Rabu, 11 Juni 2014

Waktu dan Diriku

Dulu aku membaca suatu cerita yang membuatku berkata "kelak aku tak akan seperti ini".
Yang aku ingat, ada seorang anak yang orang tuanya sangat sibuk bekerja sampai-sampai tak pernah bermain bersama anaknya. Orang tuanya selalu berkata bahwa mereka bekerja untuk mendapatkan uang untuknya. Suatu kali, anak itu bertanya berapa gaji orang tuanya dan disebutkan jumlahnya sekian. Dan tanpa diduga, suatu hari, sang anak menyodorkan uang kepada orang tuanya dan berkata, "Ini uang yang telah aku tabung, cukupkah ini untuk membeli 1 jam saja waktu Ayah dan Ibu untuk bermain denganku?"
Ya Allah, dulu, saat aku membaca cerita ini aku rasanya sedih, sebegitu sibuk kah orang tua tersebut sampai bermain dengan orang tuanya pun tak bisa. Sebegitu sibuk kah? Batinku.
Akan tetapi, sekarang kenyataan pada cerita itu berbalik padaku dengan keadaan yang berbalik pula.
Suatu ketika, orang tuaku tiba-tiba menjengukku di tanah rantau. Senang? Jelas. Sudah tentu berkumpul bersama keluarga itu menyenangkan. Tetapi saat itu aku ingat bahwa besoknya aku ada janji pada pagi hari dan acara organisasi di siang hari serta kajian di sore hari. Saat itu aku bingung besok harus bagaimana tetapi belum kuutarakan. Esoknya, orang tuaku mengajakku pergi ke luar. Aku bingung. Aku ceritakan bahwa aku ada janji. Mereka berkata, yasudah sesudah itu. Aku pun menyambung lagi, setelah itu ada acara organisasi. Mereka berkata lagi, yasudah, sesudah itu. Aku pun menambahkan lagi, setelah itu aku ada kajian. Sebenarnya aku merasa bersalah mengatakan itu, tapi itulah kenyataannya. Setelah aku bilang begitu, ibuku berkata dengan nada entah kecewa entah marah, "Yaudahlah Pak, ayo kita pulang aja, la wong yang dijengukin aja malah pergi. Udah disempetin njenguk malah yang dijenguk pergi."
-- -- --
• _SOAL LATIHAN_
Lanjutkan kisah tentang waktu dan orang tua di atas, mulai sesudah kalimat terakhirnya.

• _DATA YANG DIBERIKAN_
-- -- --
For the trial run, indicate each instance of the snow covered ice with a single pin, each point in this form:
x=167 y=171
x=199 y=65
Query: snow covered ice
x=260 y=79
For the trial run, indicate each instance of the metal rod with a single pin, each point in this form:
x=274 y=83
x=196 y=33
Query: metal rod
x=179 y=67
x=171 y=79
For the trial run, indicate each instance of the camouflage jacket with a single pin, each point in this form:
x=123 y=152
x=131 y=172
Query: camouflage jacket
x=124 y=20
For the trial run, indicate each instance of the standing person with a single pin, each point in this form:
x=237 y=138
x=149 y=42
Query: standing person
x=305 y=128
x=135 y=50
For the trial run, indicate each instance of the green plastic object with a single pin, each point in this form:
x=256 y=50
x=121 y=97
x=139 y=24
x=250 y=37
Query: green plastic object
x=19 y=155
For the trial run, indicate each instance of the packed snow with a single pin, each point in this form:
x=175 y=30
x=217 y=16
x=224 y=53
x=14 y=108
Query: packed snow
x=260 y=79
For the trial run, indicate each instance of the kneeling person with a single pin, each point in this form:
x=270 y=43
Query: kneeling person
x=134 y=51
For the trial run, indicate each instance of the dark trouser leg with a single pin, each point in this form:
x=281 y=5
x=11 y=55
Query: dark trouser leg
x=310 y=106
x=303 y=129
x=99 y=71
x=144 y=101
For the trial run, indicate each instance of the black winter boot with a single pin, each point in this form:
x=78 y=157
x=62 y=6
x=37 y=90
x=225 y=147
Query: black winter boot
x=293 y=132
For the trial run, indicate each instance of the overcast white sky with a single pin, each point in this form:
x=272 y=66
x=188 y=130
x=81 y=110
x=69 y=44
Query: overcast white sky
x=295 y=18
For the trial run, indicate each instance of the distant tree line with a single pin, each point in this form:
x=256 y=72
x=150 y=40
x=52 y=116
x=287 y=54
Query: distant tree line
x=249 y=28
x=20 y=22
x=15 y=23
-- -- --
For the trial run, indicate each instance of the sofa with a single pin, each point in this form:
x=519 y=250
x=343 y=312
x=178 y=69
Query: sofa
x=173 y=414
-- -- --
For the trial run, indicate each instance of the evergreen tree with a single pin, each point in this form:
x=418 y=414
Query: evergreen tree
-- -- --
• _JAWABAN SOAL_
Ya Allah, saat itu aku merasa sangat bersalah. Iya benar, orang tuaku menyempatkan diri untuk menjenguk tapi malah aku sibuk dengan seabrek kegiatan lain. Ya Allah, aku merasa seperti anak tidak berbakti yang bahkan tidak mempunyai waktu untuk orang tuaku sendiri :'(
Saat itu aku teringat akan cerita anak kecil tadi, yang bahkan aku sendiri sudah bertekad tak akan menjadi orang seperti itu. Haruskah orang tuaku membeli waktuku untuk bisa berkumpul?
Akhirnya aku menjelaskan pada temanku bahwa aku tidak bisa memenuhi janjiku. Dan melihat aku yang kebingungan, akhirnya aku diizinkan untuk mengikuti acara organisasi dan orang tuaku tetap menugguiku di kosku. Alhamdulillah.
Aku sedih karena aku belum bisa berbakti yang benar-benar hanya untuk orang tuaku. Tapi aku bangga, aku memiliki orang tua yang tidak otoriter dan selalu mendukung anaknya ketika hal yang ia lakukan tidak menyalahi aturan agama :) Bahkan ketika nilaiku jelek tapi itu memang usahaku sendiri dan aku sudah berusaha semampuku, aku tak pernah dimarahi dan hal itu tidak pernah diungkit. Aku tahu, mereka mempercayaiku sepenuhnya
Terima kasih Bapak, Ummi :)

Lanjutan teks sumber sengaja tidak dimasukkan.